Text under study ->
_____

Review by Tope Ogundare
It’s a gleefully perverse mix of the stately and the garish: pre-teen Alicia in a hot-pink anime-inspired dress, standing still as a doll while an old man has a gun trained on her. Bizarre moments of this kind pepper Spanish ‘art thriller’ Magical Girl, disrupting the spring-tight atmosphere and spotlighting the deliberate sterility of Spanish director Carlos Vermut’s visual approach. The film is truly a stilted dance of the absurd and the austere, and it’ll either tickle or it’ll test.
The film’s initial premise is simple enough despite strong elements of psychological mystery. In a financially moronic, wholly unnecessary gesture of love for his dying daughter, unemployed single dad Luis goes to criminal lengths to obtain the aforementioned costume. What follows is a slowly spiralling story of despair, prostitution and quietly bloody mayhem that aims for titillating tragedy. Yes, Magical Girl is a classic yarn of blackmail and supposed intrigue; a throwback to the laconic pulp fiction of yesteryear dressed up in a far crisper suit and a less dusty coat. Sadly, the grubbiness has been replaced with a seductive shallowness. But the trouble with all referential and self-reflexive art is intuiting how knowing and deliberate this shallowness is, and what exactly this knowingness signifies.

_____

(Image-grounded pointing entries)
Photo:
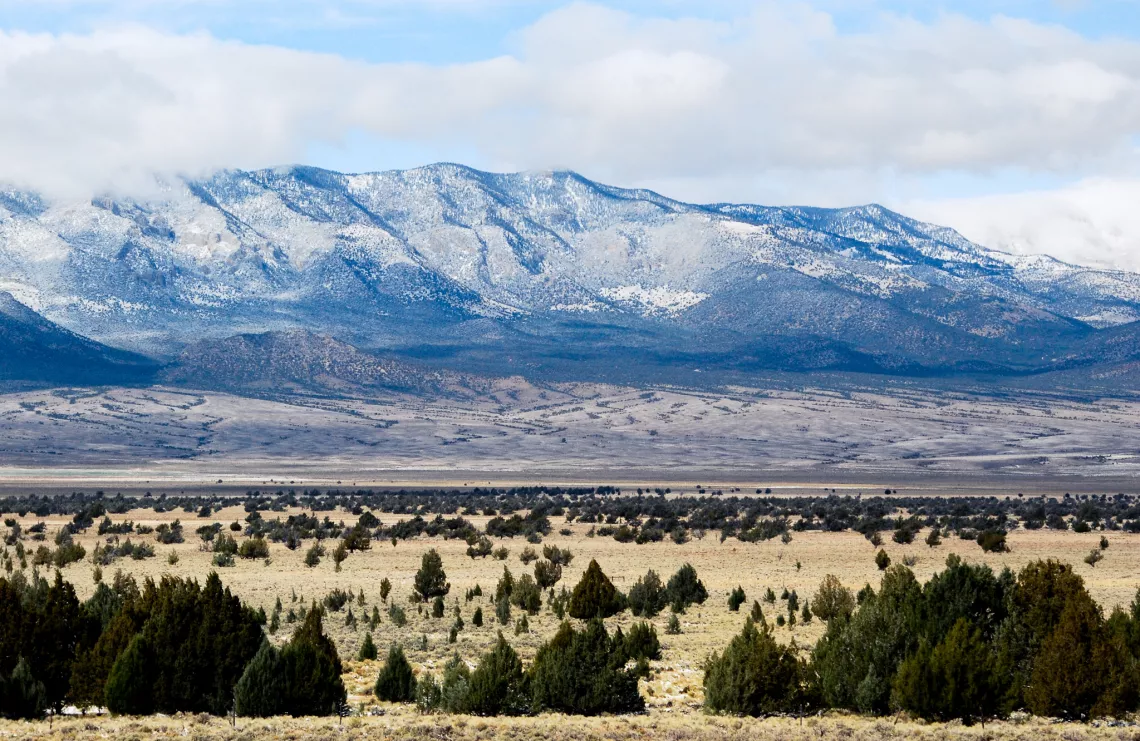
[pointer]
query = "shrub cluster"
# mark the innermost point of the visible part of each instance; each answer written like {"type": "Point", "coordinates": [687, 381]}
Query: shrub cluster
{"type": "Point", "coordinates": [968, 644]}
{"type": "Point", "coordinates": [170, 646]}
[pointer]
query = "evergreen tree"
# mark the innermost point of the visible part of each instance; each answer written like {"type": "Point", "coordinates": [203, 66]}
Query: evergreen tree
{"type": "Point", "coordinates": [595, 595]}
{"type": "Point", "coordinates": [527, 595]}
{"type": "Point", "coordinates": [832, 600]}
{"type": "Point", "coordinates": [1068, 672]}
{"type": "Point", "coordinates": [578, 673]}
{"type": "Point", "coordinates": [129, 687]}
{"type": "Point", "coordinates": [23, 697]}
{"type": "Point", "coordinates": [262, 691]}
{"type": "Point", "coordinates": [92, 665]}
{"type": "Point", "coordinates": [431, 580]}
{"type": "Point", "coordinates": [857, 657]}
{"type": "Point", "coordinates": [547, 573]}
{"type": "Point", "coordinates": [497, 686]}
{"type": "Point", "coordinates": [646, 596]}
{"type": "Point", "coordinates": [505, 586]}
{"type": "Point", "coordinates": [397, 682]}
{"type": "Point", "coordinates": [737, 599]}
{"type": "Point", "coordinates": [957, 680]}
{"type": "Point", "coordinates": [684, 588]}
{"type": "Point", "coordinates": [642, 642]}
{"type": "Point", "coordinates": [367, 649]}
{"type": "Point", "coordinates": [312, 669]}
{"type": "Point", "coordinates": [754, 675]}
{"type": "Point", "coordinates": [503, 611]}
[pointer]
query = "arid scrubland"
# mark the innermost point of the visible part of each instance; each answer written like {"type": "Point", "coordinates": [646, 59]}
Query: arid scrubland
{"type": "Point", "coordinates": [673, 692]}
{"type": "Point", "coordinates": [399, 724]}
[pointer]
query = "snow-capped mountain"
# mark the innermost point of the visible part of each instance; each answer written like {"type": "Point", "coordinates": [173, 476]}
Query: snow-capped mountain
{"type": "Point", "coordinates": [34, 349]}
{"type": "Point", "coordinates": [531, 266]}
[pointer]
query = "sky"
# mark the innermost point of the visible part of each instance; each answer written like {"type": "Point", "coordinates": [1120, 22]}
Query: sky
{"type": "Point", "coordinates": [1015, 121]}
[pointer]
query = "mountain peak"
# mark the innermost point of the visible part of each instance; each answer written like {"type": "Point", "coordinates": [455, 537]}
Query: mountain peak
{"type": "Point", "coordinates": [520, 268]}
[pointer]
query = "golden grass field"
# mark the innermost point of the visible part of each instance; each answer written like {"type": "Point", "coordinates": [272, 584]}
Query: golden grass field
{"type": "Point", "coordinates": [674, 692]}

_____

Exercise aim ->
Return the full review of Magical Girl word for word, without changing anything. The entries play no part in this work.

Answer space ->
Review by Tope Ogundare
It’s a gleefully perverse mix of the stately and the garish: pre-teen Alicia in a hot-pink anime-inspired dress, standing still as a doll while an old man has a gun trained on her. Bizarre moments of this kind pepper Spanish ‘art thriller’ Magical Girl, disrupting the spring-tight atmosphere and spotlighting the deliberate sterility of Spanish director Carlos Vermut’s visual approach. The film is truly a stilted dance of the absurd and the austere, and it’ll either tickle or it’ll test.
The film’s initial premise is simple enough despite strong elements of psychological mystery. In a financially moronic, wholly unnecessary gesture of love for his dying daughter, unemployed single dad Luis goes to criminal lengths to obtain the aforementioned costume. What follows is a slowly spiralling story of despair, prostitution and quietly bloody mayhem that aims for titillating tragedy. Yes, Magical Girl is a classic yarn of blackmail and supposed intrigue; a throwback to the laconic pulp fiction of yesteryear dressed up in a far crisper suit and a less dusty coat. Sadly, the grubbiness has been replaced with a seductive shallowness. But the trouble with all referential and self-reflexive art is intuiting how knowing and deliberate this shallowness is, and what exactly this knowingness signifies.